**Goal of the exercise**
Copy, from the entries below, each line in which the string "whitewater" appears.

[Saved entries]
>>>>>

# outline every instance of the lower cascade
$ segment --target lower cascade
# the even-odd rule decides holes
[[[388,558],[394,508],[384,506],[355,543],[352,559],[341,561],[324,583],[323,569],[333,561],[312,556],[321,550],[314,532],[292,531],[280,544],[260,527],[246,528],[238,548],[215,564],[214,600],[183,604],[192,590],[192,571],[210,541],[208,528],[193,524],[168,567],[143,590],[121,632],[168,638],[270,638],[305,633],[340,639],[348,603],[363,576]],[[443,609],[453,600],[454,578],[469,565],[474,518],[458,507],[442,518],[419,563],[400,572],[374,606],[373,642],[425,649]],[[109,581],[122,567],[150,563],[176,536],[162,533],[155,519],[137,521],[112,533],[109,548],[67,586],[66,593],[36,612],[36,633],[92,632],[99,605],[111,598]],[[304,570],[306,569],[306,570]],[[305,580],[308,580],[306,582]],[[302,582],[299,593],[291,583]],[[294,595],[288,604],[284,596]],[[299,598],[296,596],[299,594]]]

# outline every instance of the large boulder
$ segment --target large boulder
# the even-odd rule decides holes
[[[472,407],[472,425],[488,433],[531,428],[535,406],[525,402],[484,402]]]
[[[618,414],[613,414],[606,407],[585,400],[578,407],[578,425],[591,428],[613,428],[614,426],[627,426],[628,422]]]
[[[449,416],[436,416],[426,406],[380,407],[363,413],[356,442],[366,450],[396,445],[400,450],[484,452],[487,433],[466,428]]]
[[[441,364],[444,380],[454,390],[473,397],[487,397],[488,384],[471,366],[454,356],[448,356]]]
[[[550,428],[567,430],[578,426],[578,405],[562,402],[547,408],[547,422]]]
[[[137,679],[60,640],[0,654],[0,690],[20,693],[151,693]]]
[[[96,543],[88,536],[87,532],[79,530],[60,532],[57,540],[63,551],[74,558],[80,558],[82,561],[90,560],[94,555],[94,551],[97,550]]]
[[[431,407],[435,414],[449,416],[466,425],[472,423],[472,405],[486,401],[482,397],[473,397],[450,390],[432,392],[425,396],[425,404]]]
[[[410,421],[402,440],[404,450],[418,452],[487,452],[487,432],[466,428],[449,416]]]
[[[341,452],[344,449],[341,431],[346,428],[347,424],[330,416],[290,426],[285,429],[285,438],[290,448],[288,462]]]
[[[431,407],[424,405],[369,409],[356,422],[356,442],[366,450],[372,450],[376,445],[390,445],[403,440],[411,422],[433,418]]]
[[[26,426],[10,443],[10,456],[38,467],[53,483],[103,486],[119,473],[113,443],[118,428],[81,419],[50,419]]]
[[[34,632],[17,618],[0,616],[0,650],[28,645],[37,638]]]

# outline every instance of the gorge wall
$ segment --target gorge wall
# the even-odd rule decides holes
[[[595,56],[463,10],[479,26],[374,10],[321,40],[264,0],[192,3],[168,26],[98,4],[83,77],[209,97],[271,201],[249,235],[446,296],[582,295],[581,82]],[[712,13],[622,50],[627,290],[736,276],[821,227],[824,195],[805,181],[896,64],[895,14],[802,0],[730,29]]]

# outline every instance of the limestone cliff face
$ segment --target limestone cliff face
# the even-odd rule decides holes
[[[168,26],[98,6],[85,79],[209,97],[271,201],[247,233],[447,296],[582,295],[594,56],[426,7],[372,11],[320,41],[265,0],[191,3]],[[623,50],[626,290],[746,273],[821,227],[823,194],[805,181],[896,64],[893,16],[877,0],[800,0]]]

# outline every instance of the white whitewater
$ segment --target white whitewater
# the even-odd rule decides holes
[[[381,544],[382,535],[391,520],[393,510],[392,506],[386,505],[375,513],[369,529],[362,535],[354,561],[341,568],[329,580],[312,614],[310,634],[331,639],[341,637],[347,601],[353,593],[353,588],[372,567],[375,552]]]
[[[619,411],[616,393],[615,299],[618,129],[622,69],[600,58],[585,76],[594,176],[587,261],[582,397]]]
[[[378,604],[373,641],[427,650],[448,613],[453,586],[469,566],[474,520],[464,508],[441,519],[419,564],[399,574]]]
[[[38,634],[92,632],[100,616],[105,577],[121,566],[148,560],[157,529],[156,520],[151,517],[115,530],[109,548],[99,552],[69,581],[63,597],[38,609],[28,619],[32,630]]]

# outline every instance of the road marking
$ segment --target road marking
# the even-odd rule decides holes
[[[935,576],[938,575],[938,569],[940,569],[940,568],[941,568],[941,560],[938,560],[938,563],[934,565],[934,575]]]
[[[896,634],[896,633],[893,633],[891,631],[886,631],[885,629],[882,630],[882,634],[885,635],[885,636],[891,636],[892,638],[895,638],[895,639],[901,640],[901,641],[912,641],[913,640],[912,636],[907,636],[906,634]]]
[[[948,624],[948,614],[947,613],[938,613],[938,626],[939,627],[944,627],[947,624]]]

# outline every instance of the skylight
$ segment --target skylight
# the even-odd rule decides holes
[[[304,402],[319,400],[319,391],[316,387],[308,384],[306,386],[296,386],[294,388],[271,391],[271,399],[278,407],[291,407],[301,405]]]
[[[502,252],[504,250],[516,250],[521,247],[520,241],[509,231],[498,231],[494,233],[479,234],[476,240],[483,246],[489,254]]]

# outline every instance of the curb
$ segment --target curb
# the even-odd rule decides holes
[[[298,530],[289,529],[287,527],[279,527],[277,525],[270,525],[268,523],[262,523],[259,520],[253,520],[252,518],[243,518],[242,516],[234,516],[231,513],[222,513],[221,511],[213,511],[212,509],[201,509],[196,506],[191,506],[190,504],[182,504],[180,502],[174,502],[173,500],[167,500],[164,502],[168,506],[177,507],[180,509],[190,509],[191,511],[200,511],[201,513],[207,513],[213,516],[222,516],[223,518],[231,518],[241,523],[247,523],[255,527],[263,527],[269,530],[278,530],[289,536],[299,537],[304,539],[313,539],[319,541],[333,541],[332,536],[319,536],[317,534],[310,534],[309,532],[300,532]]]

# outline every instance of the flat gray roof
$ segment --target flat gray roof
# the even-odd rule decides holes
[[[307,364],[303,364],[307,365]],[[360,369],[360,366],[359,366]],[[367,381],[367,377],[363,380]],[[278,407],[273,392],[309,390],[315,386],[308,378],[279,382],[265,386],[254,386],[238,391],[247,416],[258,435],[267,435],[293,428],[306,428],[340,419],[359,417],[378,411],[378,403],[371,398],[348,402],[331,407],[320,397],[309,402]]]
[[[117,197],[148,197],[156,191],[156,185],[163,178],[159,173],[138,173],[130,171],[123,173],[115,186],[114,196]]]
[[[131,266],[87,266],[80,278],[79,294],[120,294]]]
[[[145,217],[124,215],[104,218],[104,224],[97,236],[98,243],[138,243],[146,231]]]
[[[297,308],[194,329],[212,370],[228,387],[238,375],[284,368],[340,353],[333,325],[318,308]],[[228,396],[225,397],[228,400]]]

<<<<<

**Final answer**
# outline every instance of the white whitewater
$ segment --target white whitewater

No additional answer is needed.